» **Ejercicios para resolver**:
• a. Copia tal cual, del texto sobre los formatos para guardar películas, todo lo que va desde "Los vhs de Panasonic" hasta llegar a "con varios ejemplares.".
• b. Según el texto sobre los formatos para guardar películas, ¿en qué año sacó Sony las videocasetes beta?
=== Texto de origen ===
Cuando alguien se enamora de una historia leída, tiende a conseguir el ejemplar en físico y tenerlo en su colección privada; pero con las películas no fue posible en sus inicios. L'arrivée du train es el primer rollo de película datado en 1895 debería costar una buena cantidad de millones. Los Lumière no imaginaban que más tarde celulares y computadoras ―convendría explicarles primero qué son dichos affaires― grabarían videos en un espacio infinitesimalmente pequeño.
Pero de ahí en más se fue evolucionando. Desde los primeros cartuchos, hasta los casi olvidados beta o vhs, sirvieron para coleccionar películas. Introducidos por Sony en 1975, las videocasetes beta llegaron a ser orgullo, prez y gloria de los cinéfilos. Aquellos aficionados de las producciones audiovisuales conservaron sus películas en un espacio de 156 × 96 × 25 mm. El cartucho brindaba la comodidad para reproducirlas en la pantalla chica sin necesidad de un proyector especializado. La manía de los vhs y su gran utilidad causó la primera ola de aparatos obsoletos. Aunque ya estaban los casetes de audio remplazando los vinilos, las películas hicieron que se notara aún más este paso hacia el futuro.
Los vhs de Panasonic dominaron el mercado cinematográfico desde la década de los 80 dejando a Sony con un mal sabor de boca. Todos los despampanantes ejercicios mercadotécnicos de compañías como Walt Disney Studios Motion Pictures ―heredados de Buena Vista Pictures Distribution― como teñir de color pastel sus casetes, colocaron al vhs sobre el beta y Betamax. Todos apilados, emulaban una colección de libros de puestos de periódicos, con los rostros del protagonista o princesa en turno en la parte de arriba, y la tipografía particular de la película en cuestión, las colecciones de Disney se hacían notar en toda casa con varios ejemplares.
El dvd rompió el encanto de Cenicienta en 1995. Llegó como una ampliación del poder del cd-rom de Phillips. Su poder era mucho mejor que el de su predecesor y, en definitiva, se podían almacenar más cosas en él. Las películas tenían una calidad desbordante. Aún no se conocía el término hd ―equivalente a 720p―, pues el dvd funcionaba entonces en televisores de 600p, que significa el número de líneas verticales en barrido progresivo.
Los dvd permitieron al mundo digital guardar datos y películas que en su tiempo acumulaban muchísimo espacio en el ordenador para resguardarlos en esas carteras con separadores de fieltro blanco. ¿Cuántos no quemamos “Música A-J” y “Música K-Z” en dos dvd? Aquí nació también la compraventa desmedida de los marcadores permanentes de punto fino, todo gracias a la comercialización del dvd que ahora nos golpea como un problema ambiental.
Así nació un modo distinto de almacenar películas excesivamente. Internet tenía ya la velocidad necesaria para no tardar una semana en bajar un capítulo de 20min, sino día y medio en una película de moda. Aunque a veces los subtítulos estaban en un idioma apenas reconocible, las películas fueron invadiendo internet, surgiendo páginas para descargar subtítulos en tu idioma. Además, con la salida al mercado de los discos duros externos, se podían resguardar en un volumen menor al de una Biblia de bolsillo, todas las películas de Disney en medio terabyte.
=== Entradas de datos ===
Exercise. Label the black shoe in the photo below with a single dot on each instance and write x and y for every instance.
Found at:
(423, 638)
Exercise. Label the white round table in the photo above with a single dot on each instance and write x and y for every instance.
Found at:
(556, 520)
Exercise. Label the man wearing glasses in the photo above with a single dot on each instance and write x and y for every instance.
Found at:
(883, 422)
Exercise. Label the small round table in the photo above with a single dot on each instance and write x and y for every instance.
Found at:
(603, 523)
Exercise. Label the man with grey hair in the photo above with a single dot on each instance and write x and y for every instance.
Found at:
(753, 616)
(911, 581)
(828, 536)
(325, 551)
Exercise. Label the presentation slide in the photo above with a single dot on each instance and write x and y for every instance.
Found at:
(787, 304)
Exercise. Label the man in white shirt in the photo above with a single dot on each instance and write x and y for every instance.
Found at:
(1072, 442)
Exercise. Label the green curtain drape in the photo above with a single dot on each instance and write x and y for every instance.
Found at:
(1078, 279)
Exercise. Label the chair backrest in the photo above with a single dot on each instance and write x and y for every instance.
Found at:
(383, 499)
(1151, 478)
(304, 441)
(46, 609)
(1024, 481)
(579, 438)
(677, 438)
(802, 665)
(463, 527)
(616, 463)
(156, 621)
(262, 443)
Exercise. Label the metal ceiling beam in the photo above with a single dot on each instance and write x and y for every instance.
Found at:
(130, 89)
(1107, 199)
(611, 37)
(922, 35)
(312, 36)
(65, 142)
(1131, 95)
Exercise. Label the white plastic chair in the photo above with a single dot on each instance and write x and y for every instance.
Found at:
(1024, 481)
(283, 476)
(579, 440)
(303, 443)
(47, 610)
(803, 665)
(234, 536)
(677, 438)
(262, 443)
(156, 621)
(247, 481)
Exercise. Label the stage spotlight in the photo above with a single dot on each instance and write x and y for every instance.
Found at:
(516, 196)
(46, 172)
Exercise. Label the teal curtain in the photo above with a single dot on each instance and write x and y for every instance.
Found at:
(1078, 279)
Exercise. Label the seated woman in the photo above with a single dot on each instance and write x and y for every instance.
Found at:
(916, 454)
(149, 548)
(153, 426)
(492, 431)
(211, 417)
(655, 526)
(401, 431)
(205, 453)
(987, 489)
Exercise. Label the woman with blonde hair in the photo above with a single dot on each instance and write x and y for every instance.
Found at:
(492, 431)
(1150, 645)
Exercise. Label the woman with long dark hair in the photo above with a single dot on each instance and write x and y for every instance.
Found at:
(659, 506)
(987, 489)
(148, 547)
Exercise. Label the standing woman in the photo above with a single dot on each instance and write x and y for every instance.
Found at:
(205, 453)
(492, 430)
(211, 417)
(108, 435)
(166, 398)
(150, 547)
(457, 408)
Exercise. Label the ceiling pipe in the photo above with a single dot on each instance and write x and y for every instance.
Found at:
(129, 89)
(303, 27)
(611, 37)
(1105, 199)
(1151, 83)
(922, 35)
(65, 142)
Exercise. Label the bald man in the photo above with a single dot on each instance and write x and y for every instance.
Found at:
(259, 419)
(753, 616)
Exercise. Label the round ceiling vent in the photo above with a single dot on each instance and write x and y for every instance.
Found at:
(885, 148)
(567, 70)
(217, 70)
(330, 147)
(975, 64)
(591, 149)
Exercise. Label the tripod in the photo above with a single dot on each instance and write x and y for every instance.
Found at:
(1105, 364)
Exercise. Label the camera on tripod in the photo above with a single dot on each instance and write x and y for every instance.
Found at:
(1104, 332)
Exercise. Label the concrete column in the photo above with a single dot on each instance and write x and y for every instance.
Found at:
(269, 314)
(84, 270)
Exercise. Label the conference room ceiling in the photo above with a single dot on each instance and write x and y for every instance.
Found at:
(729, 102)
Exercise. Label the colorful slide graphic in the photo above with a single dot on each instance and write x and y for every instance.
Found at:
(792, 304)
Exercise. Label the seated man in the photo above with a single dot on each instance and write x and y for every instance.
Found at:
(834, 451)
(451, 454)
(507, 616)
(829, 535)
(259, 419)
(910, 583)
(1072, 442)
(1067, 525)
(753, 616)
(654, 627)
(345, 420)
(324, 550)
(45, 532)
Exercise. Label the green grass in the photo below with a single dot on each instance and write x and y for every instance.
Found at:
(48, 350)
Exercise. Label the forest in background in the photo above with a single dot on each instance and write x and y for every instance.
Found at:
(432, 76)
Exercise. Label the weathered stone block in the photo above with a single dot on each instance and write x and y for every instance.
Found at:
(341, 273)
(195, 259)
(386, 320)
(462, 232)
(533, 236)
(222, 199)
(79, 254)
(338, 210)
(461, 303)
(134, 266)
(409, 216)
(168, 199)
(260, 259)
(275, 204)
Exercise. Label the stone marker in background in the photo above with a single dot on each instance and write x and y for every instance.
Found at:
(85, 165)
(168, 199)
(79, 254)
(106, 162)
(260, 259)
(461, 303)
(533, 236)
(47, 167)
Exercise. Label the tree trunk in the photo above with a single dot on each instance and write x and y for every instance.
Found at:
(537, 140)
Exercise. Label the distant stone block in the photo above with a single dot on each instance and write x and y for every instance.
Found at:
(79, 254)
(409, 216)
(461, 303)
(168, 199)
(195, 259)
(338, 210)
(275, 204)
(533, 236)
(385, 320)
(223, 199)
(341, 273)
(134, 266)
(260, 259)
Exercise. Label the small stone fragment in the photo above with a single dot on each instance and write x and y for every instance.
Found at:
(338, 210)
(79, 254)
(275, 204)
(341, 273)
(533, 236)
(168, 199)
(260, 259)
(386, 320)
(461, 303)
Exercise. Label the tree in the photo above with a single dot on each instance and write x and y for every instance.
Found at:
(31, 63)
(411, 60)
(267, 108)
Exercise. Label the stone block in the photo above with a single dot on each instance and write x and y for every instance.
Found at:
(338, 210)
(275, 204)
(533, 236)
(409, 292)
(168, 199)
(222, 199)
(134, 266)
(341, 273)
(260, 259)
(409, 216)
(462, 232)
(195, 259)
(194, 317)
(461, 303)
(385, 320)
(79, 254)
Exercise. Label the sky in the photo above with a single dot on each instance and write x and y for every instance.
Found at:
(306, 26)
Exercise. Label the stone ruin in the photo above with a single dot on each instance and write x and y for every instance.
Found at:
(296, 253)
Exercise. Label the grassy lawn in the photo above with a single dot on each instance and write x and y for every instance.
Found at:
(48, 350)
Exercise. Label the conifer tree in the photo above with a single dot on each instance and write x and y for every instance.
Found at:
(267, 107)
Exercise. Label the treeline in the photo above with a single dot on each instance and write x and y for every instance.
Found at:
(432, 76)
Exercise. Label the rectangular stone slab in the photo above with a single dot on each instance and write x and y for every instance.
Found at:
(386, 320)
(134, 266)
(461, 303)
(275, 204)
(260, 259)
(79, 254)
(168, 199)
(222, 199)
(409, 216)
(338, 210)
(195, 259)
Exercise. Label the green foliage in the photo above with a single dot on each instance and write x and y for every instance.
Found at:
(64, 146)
===
» **Respuestas a continuación**:
• a.
Los vhs de Panasonic dominaron el mercado cinematográfico desde la década de los 80 dejando a Sony con un mal sabor de boca. Todos los despampanantes ejercicios mercadotécnicos de compañías como Walt Disney Studios Motion Pictures ―heredados de Buena Vista Pictures Distribution― como teñir de color pastel sus casetes, colocaron al vhs sobre el beta y Betamax. Todos apilados, emulaban una colección de libros de puestos de periódicos, con los rostros del protagonista o princesa en turno en la parte de arriba, y la tipografía particular de la película en cuestión, las colecciones de Disney se hacían notar en toda casa con varios ejemplares.

• b. En 1975.